= TRY IT =
Exclude the pictures, then copy word for word the lines running from the beginning of the records through the line with "locate any lips.".

Free-text object descriptions:
▼▼▼

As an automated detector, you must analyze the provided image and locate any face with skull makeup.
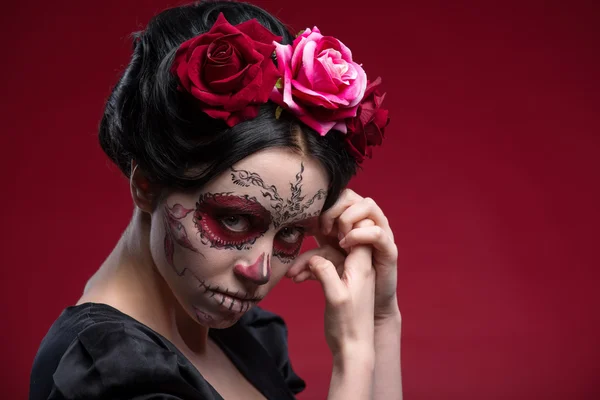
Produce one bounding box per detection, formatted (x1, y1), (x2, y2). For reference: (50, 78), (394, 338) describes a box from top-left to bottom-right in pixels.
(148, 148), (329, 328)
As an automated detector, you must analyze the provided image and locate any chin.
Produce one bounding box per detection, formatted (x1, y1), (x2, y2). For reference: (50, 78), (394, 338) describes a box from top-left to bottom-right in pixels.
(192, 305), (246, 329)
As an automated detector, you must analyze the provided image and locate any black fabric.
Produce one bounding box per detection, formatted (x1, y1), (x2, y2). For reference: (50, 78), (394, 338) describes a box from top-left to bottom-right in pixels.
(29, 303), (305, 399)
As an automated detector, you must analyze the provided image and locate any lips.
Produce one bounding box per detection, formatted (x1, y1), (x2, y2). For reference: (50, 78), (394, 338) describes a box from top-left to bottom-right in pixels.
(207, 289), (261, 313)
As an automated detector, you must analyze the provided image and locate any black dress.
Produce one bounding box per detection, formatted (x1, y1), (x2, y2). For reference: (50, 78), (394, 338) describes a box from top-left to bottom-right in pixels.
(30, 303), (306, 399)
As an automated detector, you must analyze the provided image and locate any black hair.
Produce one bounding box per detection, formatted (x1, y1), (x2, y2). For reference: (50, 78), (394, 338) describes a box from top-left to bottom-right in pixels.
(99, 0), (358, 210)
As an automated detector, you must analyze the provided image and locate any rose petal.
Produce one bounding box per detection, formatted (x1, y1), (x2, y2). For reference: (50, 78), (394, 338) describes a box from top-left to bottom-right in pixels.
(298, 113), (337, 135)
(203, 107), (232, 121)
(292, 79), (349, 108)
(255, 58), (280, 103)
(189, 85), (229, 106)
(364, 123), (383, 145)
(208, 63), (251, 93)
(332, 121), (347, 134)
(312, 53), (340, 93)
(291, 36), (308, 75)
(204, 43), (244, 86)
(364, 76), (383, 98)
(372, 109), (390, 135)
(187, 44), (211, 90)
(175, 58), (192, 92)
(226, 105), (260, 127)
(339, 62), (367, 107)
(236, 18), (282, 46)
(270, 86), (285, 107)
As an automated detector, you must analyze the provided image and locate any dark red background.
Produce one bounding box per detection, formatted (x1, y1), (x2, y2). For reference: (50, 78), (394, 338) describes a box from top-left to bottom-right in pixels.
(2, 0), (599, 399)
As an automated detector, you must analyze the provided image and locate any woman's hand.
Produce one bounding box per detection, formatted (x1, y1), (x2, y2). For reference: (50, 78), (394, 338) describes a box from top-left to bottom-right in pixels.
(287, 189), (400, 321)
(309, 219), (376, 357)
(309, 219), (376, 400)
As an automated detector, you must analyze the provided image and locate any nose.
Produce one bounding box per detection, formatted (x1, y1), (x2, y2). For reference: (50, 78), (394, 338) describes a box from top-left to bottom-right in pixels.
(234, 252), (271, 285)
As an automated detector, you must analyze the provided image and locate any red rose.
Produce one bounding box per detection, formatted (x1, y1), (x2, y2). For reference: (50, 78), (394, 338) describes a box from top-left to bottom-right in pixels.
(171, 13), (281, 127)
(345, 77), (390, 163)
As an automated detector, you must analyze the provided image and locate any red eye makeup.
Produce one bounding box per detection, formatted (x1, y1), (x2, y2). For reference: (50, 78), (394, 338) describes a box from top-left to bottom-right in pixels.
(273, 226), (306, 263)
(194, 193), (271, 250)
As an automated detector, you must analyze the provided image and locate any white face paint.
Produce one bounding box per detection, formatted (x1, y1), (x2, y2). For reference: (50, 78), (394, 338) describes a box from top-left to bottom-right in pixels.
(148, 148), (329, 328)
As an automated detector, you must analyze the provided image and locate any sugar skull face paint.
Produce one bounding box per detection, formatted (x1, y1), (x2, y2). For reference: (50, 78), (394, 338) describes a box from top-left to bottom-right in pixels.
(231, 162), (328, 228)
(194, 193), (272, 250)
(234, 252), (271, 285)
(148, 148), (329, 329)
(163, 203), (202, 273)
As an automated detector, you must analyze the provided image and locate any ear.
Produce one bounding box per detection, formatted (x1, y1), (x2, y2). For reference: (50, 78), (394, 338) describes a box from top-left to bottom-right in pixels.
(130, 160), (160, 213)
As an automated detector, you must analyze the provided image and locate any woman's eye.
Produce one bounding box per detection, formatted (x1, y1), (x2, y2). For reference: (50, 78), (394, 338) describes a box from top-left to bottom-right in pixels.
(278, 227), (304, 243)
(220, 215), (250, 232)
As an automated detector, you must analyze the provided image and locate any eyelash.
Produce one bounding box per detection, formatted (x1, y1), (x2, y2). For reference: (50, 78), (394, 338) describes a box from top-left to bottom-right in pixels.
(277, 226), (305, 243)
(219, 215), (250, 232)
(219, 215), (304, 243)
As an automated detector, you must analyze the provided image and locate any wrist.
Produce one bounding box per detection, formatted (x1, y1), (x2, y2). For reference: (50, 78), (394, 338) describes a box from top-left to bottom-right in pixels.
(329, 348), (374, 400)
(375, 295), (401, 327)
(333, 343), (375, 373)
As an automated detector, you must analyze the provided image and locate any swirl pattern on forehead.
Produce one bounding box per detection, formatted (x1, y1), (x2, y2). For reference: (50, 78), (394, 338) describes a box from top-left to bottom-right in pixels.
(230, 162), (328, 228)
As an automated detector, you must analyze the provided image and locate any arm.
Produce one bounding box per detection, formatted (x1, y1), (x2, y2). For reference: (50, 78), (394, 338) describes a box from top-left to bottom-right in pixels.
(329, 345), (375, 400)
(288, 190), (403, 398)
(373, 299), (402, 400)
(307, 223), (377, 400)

▲▲▲

= WRITTEN SOLUTION =
As an automated detector, you must analyze the provided image and locate any face with skull makeup.
Produce one bounding box per detection, formatted (x1, y1), (x2, y2). For reference: (50, 78), (394, 338) describes a box from top-left to bottom-right in pixels.
(148, 148), (329, 328)
As an automated detector, you must analyze the provided image and locate any chin.
Produce one bounding box per detection, formatted (x1, y1), (x2, y2). For reference: (50, 78), (394, 338) describes a box from top-left to bottom-right in pixels.
(192, 305), (246, 329)
As an automated detector, you must analyze the provided image and locate any black fabric.
Produce one bounding box per detection, formatted (x1, y1), (x2, y2). For reference: (50, 78), (394, 338) describes a box from top-left to bottom-right in pixels.
(29, 303), (305, 399)
As an automated detector, you must analyze the provided image and locate any lips.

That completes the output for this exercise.